• Short exercise 1
In the blog post about ESL student blogs, who compiled articles on helping English learners feel comfortable producing English?

• Source text

--- Start ---

Wednesday, March 12, 2014

ESL Student Blogs and Speaking Anxiety



In my experience tutoring English language learners, the hardest part of teaching is getting the students to speak in the first place.  Often my students know the answer, but they are afraid that it is not exactly right, so they say they do not know.  Since they are too self-conscious about their English to speak when they are not certain of their correctness, they miss valuable opportunities to acquire English by practicing it in casual, real contexts.

Blogs written by the students of ESL classrooms might provide a solution.  With learner blogs, such as Rosa Ochoa's students' blogs, students could be given the assignment to just write, producing a blog on a particular topic or just a journal of their lives.  The blogs could be graded on the basis of wordcount, on a curve, so that the students who produced the most total words, both in their own blogs and in comments on other students' blogs, received the highest grades, regardless of the correctness of their English.

In a compilation of many other articles on the issue of helping English learners feel comfortable producing English, Nguyen Minh Hue mentions several means of encouraging students to speak and write, many of which this sort of assignment would involve.  

1. Give Students Extra Time to Complete Tasks: Since the assignment is over a semester and at home, students have as much time to complete the task as they are willing to dedicate.  There is no time pressure.

2.  Bring Tasks Within Students' Experience: Students can make use of the background knowledge they have, allowing the students to choose topics for which they have the necessary grammar and vocabulary and also to increase their confidence by writing about things about which they are knowledgeable.  Especially for adults, this could help with the embarrassment caused by not being competent in English.  

3.Attend to Students' Individual Needs and Ability:  With this project, students can work at their own pace and at their own level.  They can choose which grammar and words to use or not use.

4. Change Students' Negative Attitudes Towards Mistakes: A free writing blog would help promote an environment where mistakes are accepted as a part of learning, because the focus is on amount of language, not number of mistakes.

--- End ---

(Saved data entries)
--- Start ---

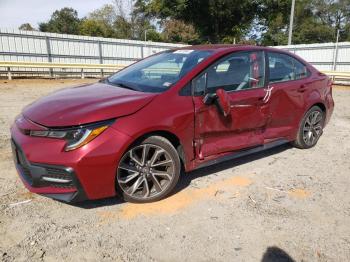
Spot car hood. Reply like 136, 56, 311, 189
23, 83, 156, 127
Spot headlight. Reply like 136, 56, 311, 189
30, 120, 114, 151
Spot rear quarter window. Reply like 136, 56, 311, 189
268, 52, 309, 83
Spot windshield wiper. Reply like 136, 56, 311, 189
115, 83, 139, 91
104, 77, 139, 91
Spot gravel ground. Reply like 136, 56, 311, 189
0, 80, 350, 262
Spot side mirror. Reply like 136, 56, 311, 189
203, 93, 218, 106
215, 88, 231, 117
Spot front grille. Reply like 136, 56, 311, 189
45, 167, 75, 188
11, 140, 76, 189
11, 140, 33, 185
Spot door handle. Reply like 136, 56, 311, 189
262, 86, 273, 104
297, 85, 306, 93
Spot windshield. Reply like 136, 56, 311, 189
107, 50, 212, 93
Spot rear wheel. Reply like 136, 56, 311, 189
293, 106, 325, 149
116, 136, 181, 203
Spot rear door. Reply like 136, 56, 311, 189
193, 51, 270, 159
264, 52, 313, 141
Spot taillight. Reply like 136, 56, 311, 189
327, 78, 334, 95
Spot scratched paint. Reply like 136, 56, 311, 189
98, 176, 253, 223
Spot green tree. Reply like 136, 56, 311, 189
18, 23, 35, 31
162, 19, 200, 44
135, 0, 258, 43
259, 0, 350, 45
39, 7, 81, 34
79, 18, 106, 37
85, 4, 117, 37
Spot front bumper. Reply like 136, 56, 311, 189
11, 139, 87, 202
11, 121, 131, 202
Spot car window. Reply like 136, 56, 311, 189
268, 53, 308, 83
193, 51, 265, 95
108, 49, 212, 93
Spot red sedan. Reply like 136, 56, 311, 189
11, 45, 334, 202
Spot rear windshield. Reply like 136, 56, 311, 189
107, 50, 212, 93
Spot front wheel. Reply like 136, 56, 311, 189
116, 136, 181, 203
293, 106, 325, 149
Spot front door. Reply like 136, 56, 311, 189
193, 51, 270, 159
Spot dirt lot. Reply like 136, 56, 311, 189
0, 80, 350, 262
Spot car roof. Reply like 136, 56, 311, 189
175, 44, 289, 53
174, 44, 307, 63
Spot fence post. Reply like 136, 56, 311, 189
45, 36, 53, 77
7, 67, 12, 80
98, 41, 104, 78
141, 45, 145, 59
81, 68, 85, 79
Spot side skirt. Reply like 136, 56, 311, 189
196, 139, 289, 169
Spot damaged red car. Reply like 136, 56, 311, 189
11, 45, 334, 202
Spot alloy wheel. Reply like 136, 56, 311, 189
303, 111, 323, 146
117, 144, 175, 200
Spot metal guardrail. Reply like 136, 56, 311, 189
0, 61, 350, 80
0, 61, 125, 80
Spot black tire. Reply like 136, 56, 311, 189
116, 136, 181, 203
292, 106, 325, 149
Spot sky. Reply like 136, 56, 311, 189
0, 0, 112, 29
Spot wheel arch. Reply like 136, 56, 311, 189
129, 130, 186, 165
307, 102, 327, 113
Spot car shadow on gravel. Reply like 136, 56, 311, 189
68, 144, 292, 209
173, 143, 293, 194
261, 247, 295, 262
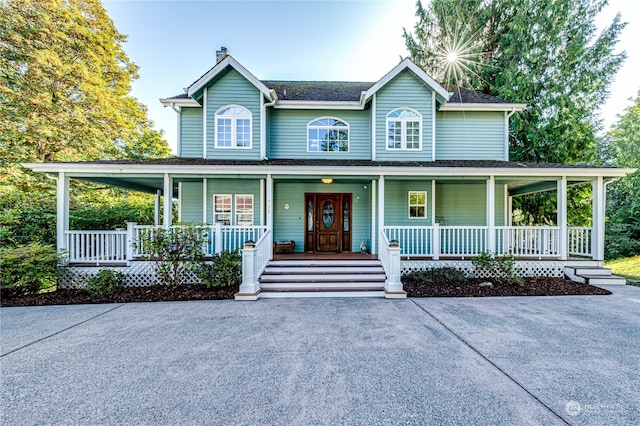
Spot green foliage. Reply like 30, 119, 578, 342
196, 250, 242, 288
471, 252, 524, 285
0, 243, 62, 298
84, 269, 126, 296
0, 0, 169, 251
134, 225, 206, 287
404, 0, 625, 223
601, 91, 640, 259
403, 268, 469, 285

--- End ---

• Short exercise 2
Render the records as a Markdown table with the columns "No." and "Line," one numbered row per line, skipping blank lines and leaving out the pictures. Begin at the line in the records that contains "Spot sky. Reply like 136, 56, 311, 189" and stop after the last line of the records.

• Task output 1
Nguyen Minh Hue

• Task output 2
| No. | Line |
|---|---|
| 1 | Spot sky. Reply like 136, 56, 311, 189 |
| 2 | 0, 0, 112, 29 |
| 3 | Spot wheel arch. Reply like 136, 56, 311, 189 |
| 4 | 129, 130, 186, 165 |
| 5 | 307, 102, 327, 113 |
| 6 | Spot car shadow on gravel. Reply like 136, 56, 311, 189 |
| 7 | 68, 144, 292, 209 |
| 8 | 173, 143, 293, 194 |
| 9 | 261, 247, 295, 262 |
| 10 | Spot green foliage. Reply like 30, 119, 578, 342 |
| 11 | 196, 250, 242, 288 |
| 12 | 471, 252, 524, 285 |
| 13 | 0, 243, 62, 298 |
| 14 | 84, 269, 126, 296 |
| 15 | 0, 0, 169, 251 |
| 16 | 134, 225, 206, 287 |
| 17 | 404, 0, 625, 223 |
| 18 | 601, 91, 640, 259 |
| 19 | 403, 268, 469, 285 |